#### Problem details:
Answer these questions from the AMD server build post below:
1. What is the budget for the build?
2. How much memory has already been bought, and of what type?
3. Which power supply is being considered?

AMD Based Server / Workstation Queries for a Build

I want to build a workstation/server with capability to learn (used broadly here) the following:

Budget: CAD 2500 (a bit of wiggle room but pretty much max keeping in mind the impending recession)

Requirements (no particular order. would be nice to have all satisfied):

  1. Build an all-in-one server/workstation, separate from main desktop, which can be accessed remotely from other computers if need be.
  2. Virtualisation (learn multi-node Networking as a result)
  3. AI (used broadly here but starting from A and going to Z [potentially, but at least get good grasp on concepts])
  4. System should support DDR4 ECC (ideally). Pros/Cons? (Apart from more $'s)
  5. Intel / others 10Gbe-Tbase ports
  6. Learn security (might do CCSP or a similar certification at some point)
  7. System has to be air-cooled and ideally as quiet as possible.
  • Why AMD and not Intel?

Per my understanding there isnt really much distinction between AMD server class and consumer class (apart from differences between Threadripper and Ryzen). This makes is cost-effective True? If not, please share your knowledge.

Additional Queries:

  • Is Ryzen 5950X + appropriate motherboard capable of ECC. (Have bought 64 GB Crucial DDR4 2133 MT/s (PC4-2133) CL15 DR x4 ECC Registered DIMM 288-Pin Server Memory CT2K16G4RFD4213]

  • What is a good GPU for AI related workloads/learning?

  • Would a 1000 watt Seasonic Titanium PSU be sufficient for a system like this?

  • Would Noctua based aircooling solution suffice for a systme like this?

Region labeling records
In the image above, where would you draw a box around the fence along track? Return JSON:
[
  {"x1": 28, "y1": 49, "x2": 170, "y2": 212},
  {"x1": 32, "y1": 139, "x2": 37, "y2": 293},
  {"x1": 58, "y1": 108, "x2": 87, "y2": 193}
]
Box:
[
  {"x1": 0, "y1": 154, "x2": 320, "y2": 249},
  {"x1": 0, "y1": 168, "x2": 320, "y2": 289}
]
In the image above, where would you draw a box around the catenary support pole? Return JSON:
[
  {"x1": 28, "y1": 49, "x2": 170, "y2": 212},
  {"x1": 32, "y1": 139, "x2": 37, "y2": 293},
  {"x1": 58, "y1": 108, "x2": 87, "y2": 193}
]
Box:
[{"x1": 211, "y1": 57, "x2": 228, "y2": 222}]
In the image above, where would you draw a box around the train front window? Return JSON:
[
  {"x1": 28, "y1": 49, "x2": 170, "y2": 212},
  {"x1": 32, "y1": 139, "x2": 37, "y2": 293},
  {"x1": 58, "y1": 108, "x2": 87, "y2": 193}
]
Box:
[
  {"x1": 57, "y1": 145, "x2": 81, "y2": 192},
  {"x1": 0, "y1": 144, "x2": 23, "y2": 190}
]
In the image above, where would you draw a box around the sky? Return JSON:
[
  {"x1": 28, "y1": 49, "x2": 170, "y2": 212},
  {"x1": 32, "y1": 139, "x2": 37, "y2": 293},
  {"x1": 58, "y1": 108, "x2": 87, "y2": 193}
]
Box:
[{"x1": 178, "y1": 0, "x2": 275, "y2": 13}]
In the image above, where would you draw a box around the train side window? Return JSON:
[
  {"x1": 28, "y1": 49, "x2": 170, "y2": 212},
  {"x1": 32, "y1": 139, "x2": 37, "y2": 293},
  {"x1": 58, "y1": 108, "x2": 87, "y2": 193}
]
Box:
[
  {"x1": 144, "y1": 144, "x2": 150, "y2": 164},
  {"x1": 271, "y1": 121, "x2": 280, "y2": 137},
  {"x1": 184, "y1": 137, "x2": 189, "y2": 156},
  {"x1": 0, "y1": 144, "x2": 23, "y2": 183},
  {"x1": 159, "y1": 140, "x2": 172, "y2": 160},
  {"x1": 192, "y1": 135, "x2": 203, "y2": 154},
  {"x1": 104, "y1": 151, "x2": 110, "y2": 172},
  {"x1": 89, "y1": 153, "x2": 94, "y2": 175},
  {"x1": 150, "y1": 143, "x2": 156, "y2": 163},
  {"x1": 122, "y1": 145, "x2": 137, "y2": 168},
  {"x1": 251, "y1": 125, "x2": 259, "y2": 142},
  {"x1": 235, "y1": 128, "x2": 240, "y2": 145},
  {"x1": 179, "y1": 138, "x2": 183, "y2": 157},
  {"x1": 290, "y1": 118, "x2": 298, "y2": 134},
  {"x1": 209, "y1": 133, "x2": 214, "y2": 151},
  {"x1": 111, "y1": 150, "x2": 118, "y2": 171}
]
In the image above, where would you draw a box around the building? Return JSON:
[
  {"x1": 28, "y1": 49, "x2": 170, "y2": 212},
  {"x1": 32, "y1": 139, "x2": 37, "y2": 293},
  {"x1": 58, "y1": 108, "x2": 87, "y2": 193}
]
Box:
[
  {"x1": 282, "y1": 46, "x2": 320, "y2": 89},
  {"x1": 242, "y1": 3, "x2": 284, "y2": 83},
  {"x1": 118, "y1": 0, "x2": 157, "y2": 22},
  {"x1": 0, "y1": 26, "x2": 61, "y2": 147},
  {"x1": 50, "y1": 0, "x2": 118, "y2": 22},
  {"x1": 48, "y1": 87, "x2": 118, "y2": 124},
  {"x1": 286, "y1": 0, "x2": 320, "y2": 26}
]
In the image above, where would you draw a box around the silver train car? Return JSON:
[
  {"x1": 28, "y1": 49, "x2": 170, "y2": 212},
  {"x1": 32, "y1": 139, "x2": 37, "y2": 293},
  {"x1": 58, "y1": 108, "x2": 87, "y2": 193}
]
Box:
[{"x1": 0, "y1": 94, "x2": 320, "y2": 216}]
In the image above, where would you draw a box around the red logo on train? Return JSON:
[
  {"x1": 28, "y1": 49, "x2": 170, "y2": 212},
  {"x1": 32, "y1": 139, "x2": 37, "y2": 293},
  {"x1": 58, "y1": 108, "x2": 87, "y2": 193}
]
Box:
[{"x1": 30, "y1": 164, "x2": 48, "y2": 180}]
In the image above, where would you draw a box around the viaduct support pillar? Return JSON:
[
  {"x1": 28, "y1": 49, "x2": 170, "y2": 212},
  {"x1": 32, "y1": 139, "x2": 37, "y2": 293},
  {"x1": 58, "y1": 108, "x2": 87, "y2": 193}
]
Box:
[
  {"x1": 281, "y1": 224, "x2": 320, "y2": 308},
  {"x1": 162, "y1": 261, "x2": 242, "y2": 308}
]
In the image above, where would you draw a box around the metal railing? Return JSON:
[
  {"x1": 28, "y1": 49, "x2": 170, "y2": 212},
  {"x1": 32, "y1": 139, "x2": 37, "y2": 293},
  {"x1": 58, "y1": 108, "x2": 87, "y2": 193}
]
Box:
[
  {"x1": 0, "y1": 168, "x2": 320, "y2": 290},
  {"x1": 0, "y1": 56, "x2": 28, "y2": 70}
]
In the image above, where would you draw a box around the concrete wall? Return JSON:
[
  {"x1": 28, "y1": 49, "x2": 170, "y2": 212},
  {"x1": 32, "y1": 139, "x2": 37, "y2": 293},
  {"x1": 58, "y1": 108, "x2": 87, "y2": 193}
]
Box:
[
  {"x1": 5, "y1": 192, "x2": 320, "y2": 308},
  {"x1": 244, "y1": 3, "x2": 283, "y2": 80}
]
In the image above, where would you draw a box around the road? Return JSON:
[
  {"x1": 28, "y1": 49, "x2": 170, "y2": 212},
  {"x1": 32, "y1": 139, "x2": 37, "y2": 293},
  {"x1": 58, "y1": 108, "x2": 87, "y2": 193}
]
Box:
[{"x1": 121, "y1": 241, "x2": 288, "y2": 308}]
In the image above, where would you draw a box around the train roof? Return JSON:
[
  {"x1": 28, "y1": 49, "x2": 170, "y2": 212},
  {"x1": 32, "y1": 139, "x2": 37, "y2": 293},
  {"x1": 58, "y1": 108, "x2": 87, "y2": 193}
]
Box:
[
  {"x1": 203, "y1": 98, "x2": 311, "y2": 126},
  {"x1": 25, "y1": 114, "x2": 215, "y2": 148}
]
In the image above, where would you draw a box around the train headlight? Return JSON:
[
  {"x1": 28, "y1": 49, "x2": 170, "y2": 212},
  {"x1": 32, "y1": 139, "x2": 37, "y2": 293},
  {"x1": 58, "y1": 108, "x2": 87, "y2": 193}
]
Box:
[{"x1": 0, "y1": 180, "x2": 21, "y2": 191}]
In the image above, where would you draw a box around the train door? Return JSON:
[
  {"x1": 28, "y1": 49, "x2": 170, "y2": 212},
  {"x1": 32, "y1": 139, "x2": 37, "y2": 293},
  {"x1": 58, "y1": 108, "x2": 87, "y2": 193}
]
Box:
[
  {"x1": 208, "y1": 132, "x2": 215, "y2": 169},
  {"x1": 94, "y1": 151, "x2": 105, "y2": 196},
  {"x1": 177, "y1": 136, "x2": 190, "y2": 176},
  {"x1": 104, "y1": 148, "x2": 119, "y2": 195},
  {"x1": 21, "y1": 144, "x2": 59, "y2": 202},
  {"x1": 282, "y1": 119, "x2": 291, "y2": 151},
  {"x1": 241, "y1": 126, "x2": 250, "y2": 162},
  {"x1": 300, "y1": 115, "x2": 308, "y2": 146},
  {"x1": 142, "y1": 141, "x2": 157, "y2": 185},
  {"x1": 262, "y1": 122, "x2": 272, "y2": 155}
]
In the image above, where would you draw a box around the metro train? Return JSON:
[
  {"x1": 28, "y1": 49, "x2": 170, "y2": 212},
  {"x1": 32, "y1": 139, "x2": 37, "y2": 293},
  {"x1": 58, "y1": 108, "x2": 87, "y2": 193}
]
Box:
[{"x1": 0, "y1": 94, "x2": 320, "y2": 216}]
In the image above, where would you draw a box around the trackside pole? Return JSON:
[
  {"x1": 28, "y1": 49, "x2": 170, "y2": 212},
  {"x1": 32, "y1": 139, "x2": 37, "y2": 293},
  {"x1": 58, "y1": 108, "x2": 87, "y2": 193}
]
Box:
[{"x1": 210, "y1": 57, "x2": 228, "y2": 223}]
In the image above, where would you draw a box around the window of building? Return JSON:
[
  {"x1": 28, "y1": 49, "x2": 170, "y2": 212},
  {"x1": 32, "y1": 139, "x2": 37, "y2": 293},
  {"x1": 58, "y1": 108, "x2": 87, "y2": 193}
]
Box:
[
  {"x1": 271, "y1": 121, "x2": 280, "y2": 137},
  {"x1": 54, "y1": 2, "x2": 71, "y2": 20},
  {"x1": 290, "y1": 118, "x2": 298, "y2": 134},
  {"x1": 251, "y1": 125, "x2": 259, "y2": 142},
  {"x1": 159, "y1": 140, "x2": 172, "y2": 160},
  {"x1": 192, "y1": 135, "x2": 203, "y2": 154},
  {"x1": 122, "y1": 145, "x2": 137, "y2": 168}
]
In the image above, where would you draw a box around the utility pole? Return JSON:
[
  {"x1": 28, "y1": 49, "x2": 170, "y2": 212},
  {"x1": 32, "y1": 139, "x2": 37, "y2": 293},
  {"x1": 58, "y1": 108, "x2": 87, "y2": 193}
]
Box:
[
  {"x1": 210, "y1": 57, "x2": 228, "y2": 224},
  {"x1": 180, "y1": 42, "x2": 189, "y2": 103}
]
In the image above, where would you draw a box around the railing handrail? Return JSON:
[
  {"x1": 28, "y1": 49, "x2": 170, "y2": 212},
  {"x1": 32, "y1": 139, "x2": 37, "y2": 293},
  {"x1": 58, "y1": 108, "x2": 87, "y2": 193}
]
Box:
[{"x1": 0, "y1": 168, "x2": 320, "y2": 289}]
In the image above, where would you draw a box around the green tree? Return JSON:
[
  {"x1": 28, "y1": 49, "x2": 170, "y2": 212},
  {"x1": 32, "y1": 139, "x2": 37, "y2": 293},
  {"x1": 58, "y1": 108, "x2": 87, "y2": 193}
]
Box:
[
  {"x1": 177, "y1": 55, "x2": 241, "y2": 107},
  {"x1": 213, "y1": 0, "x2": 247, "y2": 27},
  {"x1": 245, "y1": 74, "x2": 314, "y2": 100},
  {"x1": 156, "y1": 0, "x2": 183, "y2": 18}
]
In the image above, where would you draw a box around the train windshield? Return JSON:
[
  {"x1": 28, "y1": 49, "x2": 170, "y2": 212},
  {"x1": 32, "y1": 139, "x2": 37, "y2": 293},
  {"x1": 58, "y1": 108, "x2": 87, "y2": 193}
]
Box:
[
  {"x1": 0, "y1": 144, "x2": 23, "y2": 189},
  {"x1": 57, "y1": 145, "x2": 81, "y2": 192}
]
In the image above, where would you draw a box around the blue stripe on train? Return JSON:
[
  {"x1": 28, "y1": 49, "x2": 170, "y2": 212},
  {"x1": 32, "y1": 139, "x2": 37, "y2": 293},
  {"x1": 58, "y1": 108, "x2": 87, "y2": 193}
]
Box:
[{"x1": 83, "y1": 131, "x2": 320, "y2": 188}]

#### Task result:
1. CAD 2500
2. 64 GB of Crucial DDR4 ECC Registered server memory
3. A 1000 watt Seasonic Titanium PSU